ACTION ITEM. Where in the records does the word "mirror" occur? Copy each line in which it does.

------ DATA SHOWN ------

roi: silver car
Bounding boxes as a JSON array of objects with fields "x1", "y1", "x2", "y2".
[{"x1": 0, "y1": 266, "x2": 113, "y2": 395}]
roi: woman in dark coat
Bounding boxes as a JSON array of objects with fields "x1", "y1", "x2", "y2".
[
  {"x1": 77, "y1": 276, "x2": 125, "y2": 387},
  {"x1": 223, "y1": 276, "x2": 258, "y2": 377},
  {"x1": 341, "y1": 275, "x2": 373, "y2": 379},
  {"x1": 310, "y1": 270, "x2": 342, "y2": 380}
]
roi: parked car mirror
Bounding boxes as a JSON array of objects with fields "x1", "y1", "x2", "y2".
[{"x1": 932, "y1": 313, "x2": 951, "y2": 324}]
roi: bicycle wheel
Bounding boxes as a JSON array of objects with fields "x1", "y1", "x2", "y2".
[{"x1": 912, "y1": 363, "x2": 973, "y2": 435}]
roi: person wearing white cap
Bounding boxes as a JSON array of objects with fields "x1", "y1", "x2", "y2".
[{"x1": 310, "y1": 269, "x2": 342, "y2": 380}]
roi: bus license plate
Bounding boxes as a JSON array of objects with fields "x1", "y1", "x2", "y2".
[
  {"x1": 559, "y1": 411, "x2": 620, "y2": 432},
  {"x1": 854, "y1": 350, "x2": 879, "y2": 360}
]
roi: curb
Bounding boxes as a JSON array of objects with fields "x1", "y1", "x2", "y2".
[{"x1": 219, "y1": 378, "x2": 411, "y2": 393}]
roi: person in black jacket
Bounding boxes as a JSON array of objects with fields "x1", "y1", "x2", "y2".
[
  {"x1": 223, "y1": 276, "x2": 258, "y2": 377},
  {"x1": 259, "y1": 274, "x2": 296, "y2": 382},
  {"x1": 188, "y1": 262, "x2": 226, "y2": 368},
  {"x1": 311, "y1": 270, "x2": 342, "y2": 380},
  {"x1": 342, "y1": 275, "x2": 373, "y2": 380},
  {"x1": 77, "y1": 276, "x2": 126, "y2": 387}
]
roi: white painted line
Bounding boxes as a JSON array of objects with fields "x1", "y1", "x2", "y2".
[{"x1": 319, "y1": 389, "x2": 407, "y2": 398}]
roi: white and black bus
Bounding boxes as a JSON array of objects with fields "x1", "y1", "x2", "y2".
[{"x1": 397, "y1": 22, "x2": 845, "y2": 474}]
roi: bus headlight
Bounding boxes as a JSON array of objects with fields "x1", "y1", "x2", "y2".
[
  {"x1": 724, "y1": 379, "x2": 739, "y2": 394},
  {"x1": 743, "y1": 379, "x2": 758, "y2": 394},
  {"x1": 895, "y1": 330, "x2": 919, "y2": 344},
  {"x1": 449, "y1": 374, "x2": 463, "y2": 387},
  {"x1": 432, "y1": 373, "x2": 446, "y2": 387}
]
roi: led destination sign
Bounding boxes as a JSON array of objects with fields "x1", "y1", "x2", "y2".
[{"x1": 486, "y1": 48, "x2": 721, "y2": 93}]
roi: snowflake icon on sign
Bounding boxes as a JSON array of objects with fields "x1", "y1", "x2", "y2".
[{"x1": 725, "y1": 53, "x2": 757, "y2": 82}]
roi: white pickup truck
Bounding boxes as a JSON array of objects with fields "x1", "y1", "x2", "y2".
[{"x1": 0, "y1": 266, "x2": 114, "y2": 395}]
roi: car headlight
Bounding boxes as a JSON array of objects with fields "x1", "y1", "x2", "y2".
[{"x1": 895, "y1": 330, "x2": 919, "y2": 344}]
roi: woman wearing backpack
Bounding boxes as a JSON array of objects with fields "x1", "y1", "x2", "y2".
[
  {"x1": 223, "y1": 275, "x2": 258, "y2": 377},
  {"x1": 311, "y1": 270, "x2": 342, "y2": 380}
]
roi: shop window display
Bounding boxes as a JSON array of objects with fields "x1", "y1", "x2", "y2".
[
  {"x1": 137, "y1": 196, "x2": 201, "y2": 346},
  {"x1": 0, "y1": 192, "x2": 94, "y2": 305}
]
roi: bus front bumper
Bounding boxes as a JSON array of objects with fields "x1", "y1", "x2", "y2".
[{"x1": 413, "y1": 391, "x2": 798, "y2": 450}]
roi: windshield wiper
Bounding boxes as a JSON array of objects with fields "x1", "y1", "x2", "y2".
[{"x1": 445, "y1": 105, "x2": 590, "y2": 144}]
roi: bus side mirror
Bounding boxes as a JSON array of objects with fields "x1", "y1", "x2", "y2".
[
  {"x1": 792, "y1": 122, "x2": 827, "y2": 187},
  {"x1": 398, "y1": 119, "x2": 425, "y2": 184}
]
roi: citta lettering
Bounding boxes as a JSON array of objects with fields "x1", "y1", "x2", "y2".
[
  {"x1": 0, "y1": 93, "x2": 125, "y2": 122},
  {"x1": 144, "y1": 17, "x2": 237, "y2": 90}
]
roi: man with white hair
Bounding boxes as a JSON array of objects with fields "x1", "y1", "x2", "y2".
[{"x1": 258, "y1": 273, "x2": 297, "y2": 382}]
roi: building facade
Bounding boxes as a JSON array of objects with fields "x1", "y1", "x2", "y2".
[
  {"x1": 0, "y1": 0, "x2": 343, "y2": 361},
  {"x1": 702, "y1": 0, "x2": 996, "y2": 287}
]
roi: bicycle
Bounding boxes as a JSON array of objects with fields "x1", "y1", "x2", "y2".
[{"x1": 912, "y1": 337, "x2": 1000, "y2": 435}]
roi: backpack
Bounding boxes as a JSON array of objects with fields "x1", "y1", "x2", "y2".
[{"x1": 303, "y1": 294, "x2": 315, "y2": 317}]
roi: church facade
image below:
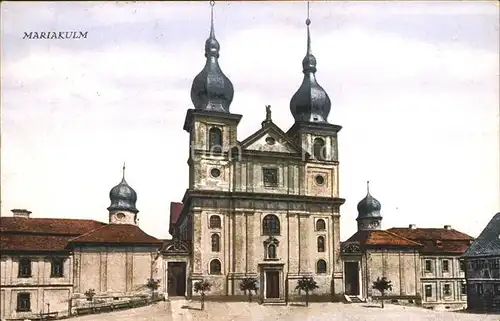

------

SOLUTION TO THIS TASK.
roi: parked car mirror
roi: bus side mirror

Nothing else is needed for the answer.